*What is required*. Would you write the data out once more, exactly as it is?

--- --- ---

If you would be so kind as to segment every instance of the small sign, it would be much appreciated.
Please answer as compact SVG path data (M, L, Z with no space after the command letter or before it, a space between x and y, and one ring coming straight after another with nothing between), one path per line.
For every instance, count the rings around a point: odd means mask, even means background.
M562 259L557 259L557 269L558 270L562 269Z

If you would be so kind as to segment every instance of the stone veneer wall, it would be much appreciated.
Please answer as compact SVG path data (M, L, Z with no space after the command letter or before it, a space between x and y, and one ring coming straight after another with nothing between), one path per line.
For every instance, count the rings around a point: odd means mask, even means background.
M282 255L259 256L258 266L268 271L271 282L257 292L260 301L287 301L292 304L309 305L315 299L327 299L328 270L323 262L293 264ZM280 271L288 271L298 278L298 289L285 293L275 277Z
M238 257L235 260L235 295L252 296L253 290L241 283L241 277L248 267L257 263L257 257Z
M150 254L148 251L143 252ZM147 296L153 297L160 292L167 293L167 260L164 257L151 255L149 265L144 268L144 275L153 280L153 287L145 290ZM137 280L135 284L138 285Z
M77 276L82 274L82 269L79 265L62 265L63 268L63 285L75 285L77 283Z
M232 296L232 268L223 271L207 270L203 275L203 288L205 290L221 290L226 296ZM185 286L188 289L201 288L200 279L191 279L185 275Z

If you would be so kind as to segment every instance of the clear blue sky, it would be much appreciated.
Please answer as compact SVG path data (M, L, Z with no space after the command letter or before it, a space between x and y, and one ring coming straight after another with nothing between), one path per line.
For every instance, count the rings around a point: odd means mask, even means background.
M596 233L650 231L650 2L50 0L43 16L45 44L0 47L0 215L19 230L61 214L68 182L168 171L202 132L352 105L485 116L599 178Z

--- --- ---

*Output*.
If you would be so kind as to segment every instance of the small sign, it would be much appreciated.
Please answer as compact SVG path data (M, L, Z with no space after the command letter or before it, a space between x and y, and one ring coming straight after another with nothing between), one path per line.
For every instance, count the rings around a point: odd means mask, even means background.
M562 259L557 259L557 269L558 270L562 269Z

If you would be so kind as to segment every instance of the stone veneer wall, it would be much appreciated.
Please answer as compact SVG path data (M, L, Z with no space after the command letter or before it, a space between x and y, and one ring coming straight after another with nothing between), one path per line.
For every instance, count the rings around a point: odd means mask, even means background.
M282 255L259 256L258 266L268 271L271 282L257 292L260 301L287 301L292 304L309 305L315 299L327 299L328 270L323 262L293 264ZM280 271L288 271L298 278L298 289L285 293L275 277Z
M238 257L235 260L235 295L252 296L253 290L241 283L241 277L248 267L257 263L257 257Z
M150 254L148 251L143 252ZM147 296L153 297L160 292L167 293L167 260L164 257L151 255L149 265L144 268L144 275L153 280L153 287L145 290ZM137 280L135 284L138 285Z
M77 276L82 274L82 269L79 265L62 265L63 268L63 285L75 285L77 283Z
M232 296L232 268L223 271L207 270L203 275L203 288L205 290L221 290L226 296ZM185 286L188 289L201 288L200 279L191 279L185 275Z

If you would be so kind as to segment every instance of the clear blue sky, it would be much appreciated.
Please answer as compact SVG path data (M, L, Z with no space after the command letter or before it, a space between x and y, and one ring coming straight after another with nothing between), one path per line.
For every instance, count the rings around a point: odd means mask, even means background.
M596 233L650 231L650 2L50 0L43 16L45 44L0 47L0 215L19 230L61 214L68 182L168 171L202 132L352 105L485 116L599 178Z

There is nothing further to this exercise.